Write the records out again exactly, leaving no images in.
[Begin RECORD EXCERPTS]
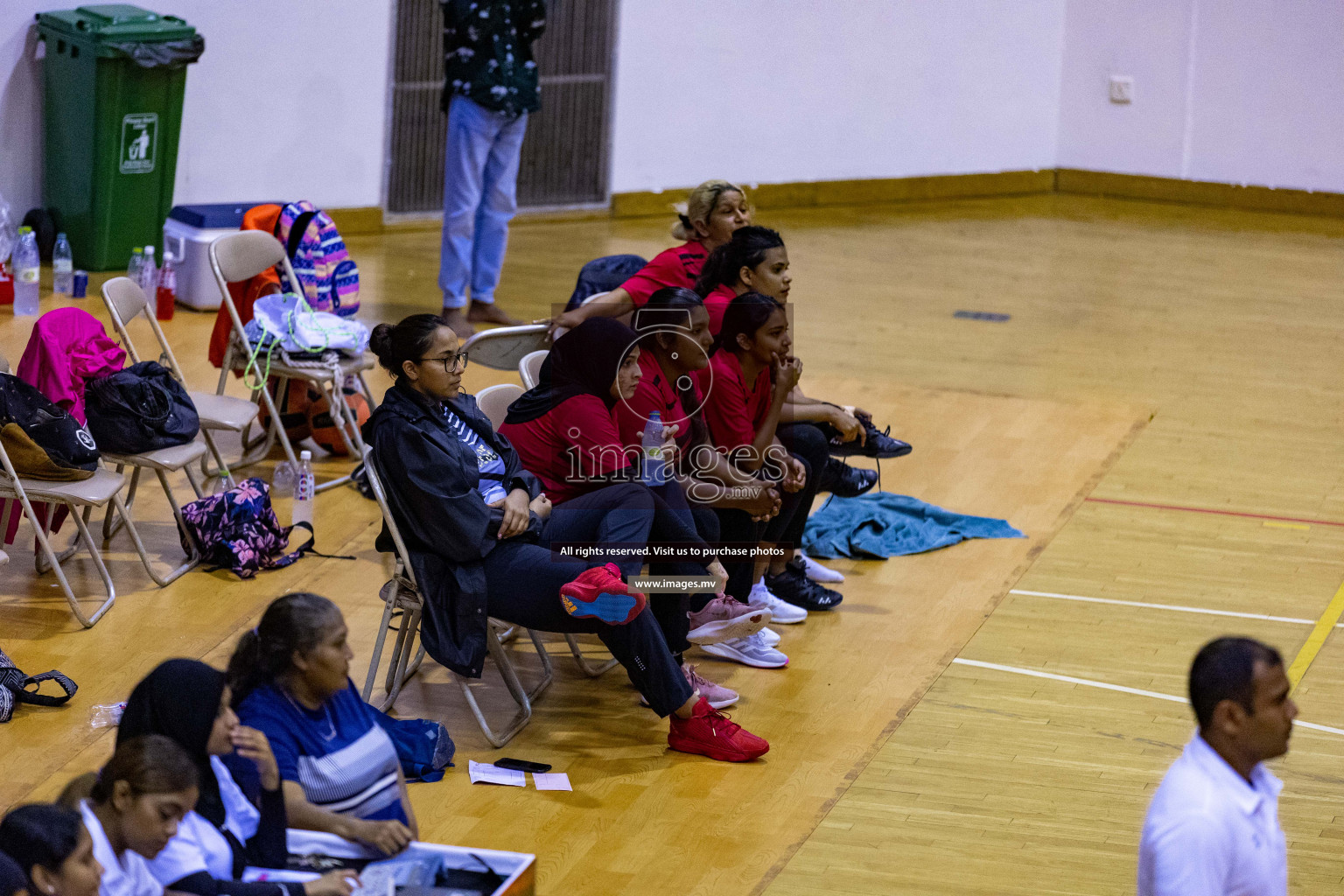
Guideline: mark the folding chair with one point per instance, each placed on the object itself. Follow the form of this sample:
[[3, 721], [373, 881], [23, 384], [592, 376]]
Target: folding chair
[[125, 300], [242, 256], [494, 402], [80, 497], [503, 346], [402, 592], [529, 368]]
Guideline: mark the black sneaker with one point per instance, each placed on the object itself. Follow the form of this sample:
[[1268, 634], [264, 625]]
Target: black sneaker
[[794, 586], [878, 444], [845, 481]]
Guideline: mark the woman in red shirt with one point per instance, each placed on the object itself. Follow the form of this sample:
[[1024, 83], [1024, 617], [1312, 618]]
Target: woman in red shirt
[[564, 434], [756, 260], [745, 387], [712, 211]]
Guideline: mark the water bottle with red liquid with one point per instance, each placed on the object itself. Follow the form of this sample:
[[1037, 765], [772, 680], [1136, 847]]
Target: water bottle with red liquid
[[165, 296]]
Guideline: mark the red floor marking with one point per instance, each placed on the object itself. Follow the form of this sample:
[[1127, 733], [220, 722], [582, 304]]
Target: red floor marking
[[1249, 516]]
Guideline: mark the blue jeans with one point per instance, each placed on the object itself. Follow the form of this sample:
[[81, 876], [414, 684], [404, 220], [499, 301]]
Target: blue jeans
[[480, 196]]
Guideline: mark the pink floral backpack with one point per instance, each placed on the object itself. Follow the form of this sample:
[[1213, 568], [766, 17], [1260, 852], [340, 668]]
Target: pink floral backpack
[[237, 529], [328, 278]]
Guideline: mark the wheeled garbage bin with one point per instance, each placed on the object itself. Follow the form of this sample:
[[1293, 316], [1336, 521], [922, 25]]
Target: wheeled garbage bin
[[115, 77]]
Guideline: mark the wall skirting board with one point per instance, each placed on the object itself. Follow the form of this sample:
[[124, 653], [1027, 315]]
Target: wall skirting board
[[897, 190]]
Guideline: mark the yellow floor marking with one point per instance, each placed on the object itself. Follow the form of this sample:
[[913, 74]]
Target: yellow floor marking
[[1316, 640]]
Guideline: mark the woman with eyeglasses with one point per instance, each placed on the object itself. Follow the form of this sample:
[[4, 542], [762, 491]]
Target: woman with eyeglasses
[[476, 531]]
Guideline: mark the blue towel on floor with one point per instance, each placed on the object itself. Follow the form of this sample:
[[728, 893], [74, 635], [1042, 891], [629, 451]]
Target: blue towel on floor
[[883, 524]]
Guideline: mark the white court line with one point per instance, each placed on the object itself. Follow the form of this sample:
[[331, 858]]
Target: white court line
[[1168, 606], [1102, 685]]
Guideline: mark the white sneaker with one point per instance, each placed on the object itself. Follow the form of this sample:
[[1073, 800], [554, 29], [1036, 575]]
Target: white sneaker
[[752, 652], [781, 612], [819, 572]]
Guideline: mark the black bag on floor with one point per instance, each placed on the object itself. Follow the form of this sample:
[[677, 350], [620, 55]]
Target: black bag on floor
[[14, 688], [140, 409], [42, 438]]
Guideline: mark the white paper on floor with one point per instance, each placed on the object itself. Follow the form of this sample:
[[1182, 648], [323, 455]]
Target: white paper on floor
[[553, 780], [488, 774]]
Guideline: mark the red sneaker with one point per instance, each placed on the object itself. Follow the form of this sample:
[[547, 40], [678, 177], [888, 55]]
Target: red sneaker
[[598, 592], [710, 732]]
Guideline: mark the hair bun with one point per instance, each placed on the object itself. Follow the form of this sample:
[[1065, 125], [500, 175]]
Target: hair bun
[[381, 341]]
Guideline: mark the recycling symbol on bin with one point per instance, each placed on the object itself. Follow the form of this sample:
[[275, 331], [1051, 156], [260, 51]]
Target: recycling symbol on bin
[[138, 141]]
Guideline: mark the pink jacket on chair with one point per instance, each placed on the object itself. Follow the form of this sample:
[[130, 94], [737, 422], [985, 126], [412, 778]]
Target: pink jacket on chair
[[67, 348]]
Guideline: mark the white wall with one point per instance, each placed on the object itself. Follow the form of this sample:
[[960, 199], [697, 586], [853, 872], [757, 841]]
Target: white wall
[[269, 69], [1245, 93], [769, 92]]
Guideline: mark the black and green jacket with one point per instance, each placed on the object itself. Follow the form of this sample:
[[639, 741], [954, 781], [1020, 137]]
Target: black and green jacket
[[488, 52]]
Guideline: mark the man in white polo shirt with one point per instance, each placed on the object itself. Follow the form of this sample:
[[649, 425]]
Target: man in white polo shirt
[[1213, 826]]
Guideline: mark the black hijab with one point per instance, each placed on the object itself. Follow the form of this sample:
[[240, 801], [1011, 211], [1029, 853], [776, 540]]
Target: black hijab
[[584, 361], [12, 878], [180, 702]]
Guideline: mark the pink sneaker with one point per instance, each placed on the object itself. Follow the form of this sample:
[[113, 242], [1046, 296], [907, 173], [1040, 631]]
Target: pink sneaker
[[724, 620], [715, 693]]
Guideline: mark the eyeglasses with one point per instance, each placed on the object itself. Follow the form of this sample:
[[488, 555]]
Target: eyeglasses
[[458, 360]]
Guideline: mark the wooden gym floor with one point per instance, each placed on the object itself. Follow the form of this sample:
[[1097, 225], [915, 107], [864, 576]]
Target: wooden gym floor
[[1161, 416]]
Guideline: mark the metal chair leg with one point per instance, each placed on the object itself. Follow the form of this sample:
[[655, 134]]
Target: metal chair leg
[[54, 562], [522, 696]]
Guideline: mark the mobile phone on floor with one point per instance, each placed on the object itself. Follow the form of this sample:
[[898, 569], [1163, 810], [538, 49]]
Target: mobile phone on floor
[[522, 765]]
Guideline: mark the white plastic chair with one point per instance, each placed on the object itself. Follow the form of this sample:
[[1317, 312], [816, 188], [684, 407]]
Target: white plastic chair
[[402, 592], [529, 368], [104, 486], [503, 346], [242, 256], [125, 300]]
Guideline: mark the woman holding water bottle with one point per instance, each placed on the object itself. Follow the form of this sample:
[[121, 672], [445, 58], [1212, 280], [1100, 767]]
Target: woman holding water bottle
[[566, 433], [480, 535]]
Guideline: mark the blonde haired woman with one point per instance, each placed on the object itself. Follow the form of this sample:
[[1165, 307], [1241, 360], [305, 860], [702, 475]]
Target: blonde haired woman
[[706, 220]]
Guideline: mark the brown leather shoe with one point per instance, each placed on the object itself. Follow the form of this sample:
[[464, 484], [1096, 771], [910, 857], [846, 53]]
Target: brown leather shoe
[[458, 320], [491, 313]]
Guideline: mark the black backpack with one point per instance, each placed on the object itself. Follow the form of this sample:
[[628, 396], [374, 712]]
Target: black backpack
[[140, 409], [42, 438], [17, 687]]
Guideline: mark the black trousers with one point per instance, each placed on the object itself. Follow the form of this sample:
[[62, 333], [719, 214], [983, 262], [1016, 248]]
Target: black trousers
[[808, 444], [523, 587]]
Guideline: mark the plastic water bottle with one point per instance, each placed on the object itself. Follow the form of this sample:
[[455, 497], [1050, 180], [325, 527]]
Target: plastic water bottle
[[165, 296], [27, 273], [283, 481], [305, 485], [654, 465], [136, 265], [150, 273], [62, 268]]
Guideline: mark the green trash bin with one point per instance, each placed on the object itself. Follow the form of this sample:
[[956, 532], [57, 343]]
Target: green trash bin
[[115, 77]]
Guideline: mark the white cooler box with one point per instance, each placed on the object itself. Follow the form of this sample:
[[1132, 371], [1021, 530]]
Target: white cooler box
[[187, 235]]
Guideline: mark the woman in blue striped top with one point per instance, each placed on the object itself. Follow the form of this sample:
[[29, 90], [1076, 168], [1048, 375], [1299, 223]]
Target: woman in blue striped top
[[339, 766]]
[End RECORD EXCERPTS]
◆ **EXPECTED OUTPUT**
Guideline: mark the folding chair with one point per instance, each placed on the object itself. Follow the form of this sample:
[[3, 721], [373, 881], [23, 384], [592, 376]]
Target: folding chair
[[125, 300], [242, 256], [494, 402], [80, 497], [503, 346], [402, 592], [529, 368]]
Guideline: mark the black sneaker with one point per instance, each placed on the object itself. Follow the form of this sample:
[[1268, 634], [264, 625]]
Target: black sneaker
[[794, 586], [878, 444], [845, 481]]
Guideline: mark the woman in red shirt with one point per instance, each placed on the object itself. Follow the form of this sample:
[[1024, 83], [1024, 617], [1312, 618]]
Target: woman in red shirt
[[564, 434], [756, 260], [745, 387], [712, 211]]
Guideline: mark the water bottle with red liquid with one point per instance, each placed on the object itself. Follow the form of this sample:
[[1037, 765], [772, 680], [1136, 847]]
Target: water bottle with red liquid
[[165, 296]]
Guideline: mark the red floor marking with one point per instance, each placed on the object itself. Follow the form of this sample:
[[1127, 733], [220, 722], [582, 304]]
Target: red floor marking
[[1249, 516]]
Guideline: mark the blue jeans with one point per instance, each placed on the object itself. Follow the form of this sample:
[[81, 876], [414, 684], [404, 220], [499, 301]]
Target: blue jeans
[[480, 196]]
Guideline: mark the pink floral backpack with one point per instance, each placed on the object itself. Follow the form of this sample:
[[1213, 568], [766, 17], [1260, 852], [340, 668]]
Target: pink floral backpack
[[237, 529], [328, 278]]
Guideline: mark the wheeled garbage bin with one point per instance, each placed on the object itself. Follow the form of this sample:
[[1293, 316], [1336, 521], [922, 25]]
Target: wheeled garbage bin
[[115, 77]]
Guideline: mark the wall skirting board with one point per instance, each placed on the object itself. Follow the form of this sample:
[[124, 653], [1027, 315]]
Target: wall skirting board
[[897, 190]]
Guideline: mark the yellow floor marking with one point per instance, each placed on the object itself. Follow the form of this sample:
[[913, 74]]
Target: yellow floor marking
[[1316, 640]]
Guideline: mark the woman with eyeglasses with one point per instance, each placed on the object itself. Follow the form of this sample:
[[4, 542], [762, 491]]
Target: woman with eyeglasses
[[476, 531]]
Guideline: mark the blue towel on floor with one point per instance, each placed on the object itself. Follow the form of this sample:
[[728, 893], [74, 635], [1042, 891], [629, 451]]
Target: blue towel on floor
[[883, 524]]
Guideline: mark the white court line with one point per instance, each placed on the object itself. Follow the form of this sample:
[[331, 858]]
Target: white court line
[[1168, 606], [1102, 685]]
Guideline: mark the white sneaker with one point per instance, each placed on the object itself. Follow the form of this sample:
[[1073, 800], [554, 29], [1036, 575]]
Target: white sneaker
[[752, 652], [781, 612], [819, 572]]
Guideline: mark the black bag on floor with one point per instance, each placed on the object itself. Follow the form of this sample:
[[677, 350], [620, 55]]
Target: black bag on floor
[[14, 688], [140, 409], [42, 438]]
Guideline: mark the white paper on floor with one point per instance, each placed on the object itself. Follow the form of this sample:
[[1182, 648], [323, 455]]
Target: white paper on floor
[[553, 780], [488, 774]]
Guideline: mark the red sneaker with one point per instance, each placed on the object itself. Follow the form of this sample:
[[547, 40], [678, 177], [888, 55]]
Target: red sneaker
[[598, 592], [710, 732]]
Guideline: mark the hair bun with one point per instance, each placed on the object itself. Follow the form of this sample:
[[1065, 125], [500, 175]]
Target: hair bun
[[381, 341]]
Guideline: mark the recycling symbol on bin with one point per instance, each placed on the object itself. Follow the form of this sample:
[[275, 331], [1051, 156], [260, 51]]
Target: recycling symbol on bin
[[138, 141]]
Guideline: mark the pink jacket on chair with one point per instance, each placed on the object itself. Follow the form of this sample:
[[130, 94], [737, 422], [985, 126], [412, 778]]
Target: pink jacket on chair
[[67, 348]]
Guideline: mark the white wall with one point per instance, each placed on the object itself. Follow the form of this sample:
[[960, 199], [697, 586], [853, 872], [757, 841]]
Target: white wall
[[269, 69], [1245, 93], [769, 92]]
Guideline: mark the black and green jacket with one point per instance, each placed on the object itself. Follow the form of this sample:
[[639, 741], [954, 781], [1020, 137]]
Target: black and green jacket
[[488, 52]]
Guideline: mark the man in white polo shirt with one point per instance, each placed on the object itself. Follow the form of this sample:
[[649, 425]]
Target: man in white polo shirt
[[1213, 826]]
Guideline: mark the black hijab with one point per instance, each placed on the object itself. Follow the form of this sample:
[[240, 801], [1011, 211], [1029, 853], [776, 540]]
Target: black hijab
[[584, 361], [12, 878], [180, 702]]
Guideline: mark the pink sneaker with one point per instance, each placed on the object itself. Follow the form of this sample:
[[113, 242], [1046, 296], [907, 173], [1040, 631]]
Target: pink sneaker
[[724, 620], [715, 693]]
Guideline: mark the eyeglasses with one point per instance, each placed on the object itself. Follow the form of this sample:
[[488, 555]]
Target: eyeglasses
[[458, 360]]
Guideline: mark the wooden gym floor with one point per instance, each placed on the object itself. Follow the form of this sample:
[[1097, 225], [915, 107], [864, 576]]
Target: wooden gym floor
[[1161, 416]]
Guideline: mark the metal chair leg with one point per instance, each placed on the object itself. Follow the form of this sample:
[[655, 134]]
Target: metal chair leg
[[54, 562], [522, 696]]
Guideline: mark the mobile phone on floor with one point per instance, each placed on the object itself. Follow the form of this sample:
[[898, 569], [1163, 810], [538, 49]]
Target: mobile phone on floor
[[522, 765]]
Guideline: mark the white plastic chair with one point per instance, each placed on the object itself. Follow the form of this sample:
[[1317, 312], [816, 188], [684, 407]]
Target: white plastic chair
[[402, 592], [529, 368], [104, 486], [503, 346], [242, 256], [125, 300]]
Guideline: mark the woman holding water bottle with one point per instance, each placed on the object itself. Follow the form of this sample:
[[121, 672], [445, 58], [1212, 280], [1100, 767]]
Target: woman holding water bottle
[[566, 433], [480, 535]]
Guideline: mark the blonde haired woman with one point per instance, each placed on the object itself. Follow the form of this sample:
[[1165, 307], [1241, 360], [305, 860], [702, 475]]
Target: blonde haired woman
[[706, 220]]
Guideline: mark the brown leather shoe with one point per instance, each placed on the object itself. Follow the form of this sample:
[[464, 484], [1096, 771], [910, 857], [846, 53]]
Target: brown leather shoe
[[458, 320], [491, 313]]
Guideline: mark the black backpack with one point per instance, each placed on the object itself. Follow the form of this sample:
[[628, 396], [374, 712]]
Target: black backpack
[[140, 409], [42, 438], [17, 687]]
Guideline: mark the black trousers with one point per instance, each placed on the object itself. Follow the form of this sample:
[[62, 333], [719, 214], [983, 262], [1016, 248]]
Target: black trousers
[[808, 444], [523, 587]]
Guideline: mark the plastic water bottle with one point per instance, each placed on the object itself. Follow the form of this sample:
[[455, 497], [1050, 180], [325, 527]]
Target: plastic water bottle
[[165, 296], [27, 273], [283, 481], [305, 485], [654, 465], [136, 265], [150, 273], [62, 268]]
Guideline: mark the green trash bin with one point per instance, each placed on the object itself. Follow the form of this sample:
[[956, 532], [57, 343]]
Target: green trash bin
[[115, 77]]
Guideline: mark the white cooler box with one point per instance, each placed on the object itself. Follow the form of this sample:
[[1132, 371], [1021, 530]]
Target: white cooler box
[[187, 235]]
Guideline: mark the woman in blue striped top with one point per instance, each placed on the object itself. Follow the form of this sample:
[[29, 90], [1076, 168], [1048, 375], [1299, 223]]
Target: woman in blue striped top
[[339, 766]]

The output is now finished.